THE EXERCISE :: Return the following lines without any changes.

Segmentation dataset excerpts
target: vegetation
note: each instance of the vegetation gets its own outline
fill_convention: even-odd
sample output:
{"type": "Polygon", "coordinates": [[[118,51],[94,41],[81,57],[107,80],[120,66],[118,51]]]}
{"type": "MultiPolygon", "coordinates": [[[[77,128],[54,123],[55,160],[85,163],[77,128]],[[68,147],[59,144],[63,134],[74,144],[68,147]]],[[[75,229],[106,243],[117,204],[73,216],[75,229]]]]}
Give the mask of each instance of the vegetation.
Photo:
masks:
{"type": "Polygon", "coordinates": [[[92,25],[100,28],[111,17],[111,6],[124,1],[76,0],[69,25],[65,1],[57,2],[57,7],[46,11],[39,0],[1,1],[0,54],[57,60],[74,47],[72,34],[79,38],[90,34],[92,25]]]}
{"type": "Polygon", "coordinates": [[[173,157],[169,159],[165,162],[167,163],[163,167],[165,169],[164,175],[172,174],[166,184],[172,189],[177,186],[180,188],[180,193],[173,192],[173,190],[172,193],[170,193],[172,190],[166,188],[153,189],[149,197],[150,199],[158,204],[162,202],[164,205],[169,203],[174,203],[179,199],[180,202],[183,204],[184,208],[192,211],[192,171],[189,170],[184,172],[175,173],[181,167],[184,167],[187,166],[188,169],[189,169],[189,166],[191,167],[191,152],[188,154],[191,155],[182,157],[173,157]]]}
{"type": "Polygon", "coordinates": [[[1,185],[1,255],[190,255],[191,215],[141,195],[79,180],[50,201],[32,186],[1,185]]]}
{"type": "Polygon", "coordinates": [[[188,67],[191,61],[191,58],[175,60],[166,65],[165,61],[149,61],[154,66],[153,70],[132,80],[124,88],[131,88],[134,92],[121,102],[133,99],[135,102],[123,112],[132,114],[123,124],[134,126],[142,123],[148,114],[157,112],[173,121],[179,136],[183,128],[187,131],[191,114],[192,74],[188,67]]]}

PROBLEM SOLUTION ::
target: vegetation
note: each instance of the vegetation gets its own outline
fill_convention: even-odd
sample output:
{"type": "Polygon", "coordinates": [[[118,51],[94,41],[81,57],[107,80],[120,66],[118,51]]]}
{"type": "MultiPolygon", "coordinates": [[[[77,128],[54,123],[55,160],[85,163],[77,128]],[[68,147],[59,144],[63,134],[74,144],[68,147]]],[[[75,229],[106,243],[117,204],[73,216],[75,229]]]]}
Give the mask of each instance of the vegetation.
Photo:
masks:
{"type": "Polygon", "coordinates": [[[92,25],[100,28],[111,17],[111,6],[124,1],[76,0],[69,25],[65,1],[57,2],[57,7],[46,11],[39,0],[1,1],[0,54],[57,60],[74,47],[72,34],[79,38],[90,34],[92,25]]]}
{"type": "Polygon", "coordinates": [[[173,157],[169,159],[165,162],[167,163],[163,167],[165,169],[164,175],[172,174],[166,184],[172,189],[177,186],[180,188],[180,193],[173,192],[173,190],[172,193],[170,193],[172,190],[166,188],[153,189],[149,197],[150,199],[158,204],[162,202],[164,205],[169,203],[174,203],[179,199],[180,202],[183,204],[184,208],[192,211],[192,171],[189,170],[184,172],[175,173],[181,167],[184,167],[187,166],[188,169],[189,169],[189,166],[191,167],[191,152],[188,154],[191,155],[182,157],[173,157]]]}
{"type": "Polygon", "coordinates": [[[1,185],[1,255],[190,255],[191,215],[141,195],[79,180],[50,201],[32,186],[1,185]]]}
{"type": "Polygon", "coordinates": [[[188,67],[191,61],[191,58],[175,60],[166,65],[165,61],[149,61],[154,66],[153,70],[132,80],[124,88],[131,88],[134,92],[121,102],[133,99],[135,102],[123,112],[132,114],[123,124],[134,126],[142,123],[148,114],[157,112],[173,121],[179,136],[183,128],[187,131],[191,114],[192,74],[188,67]]]}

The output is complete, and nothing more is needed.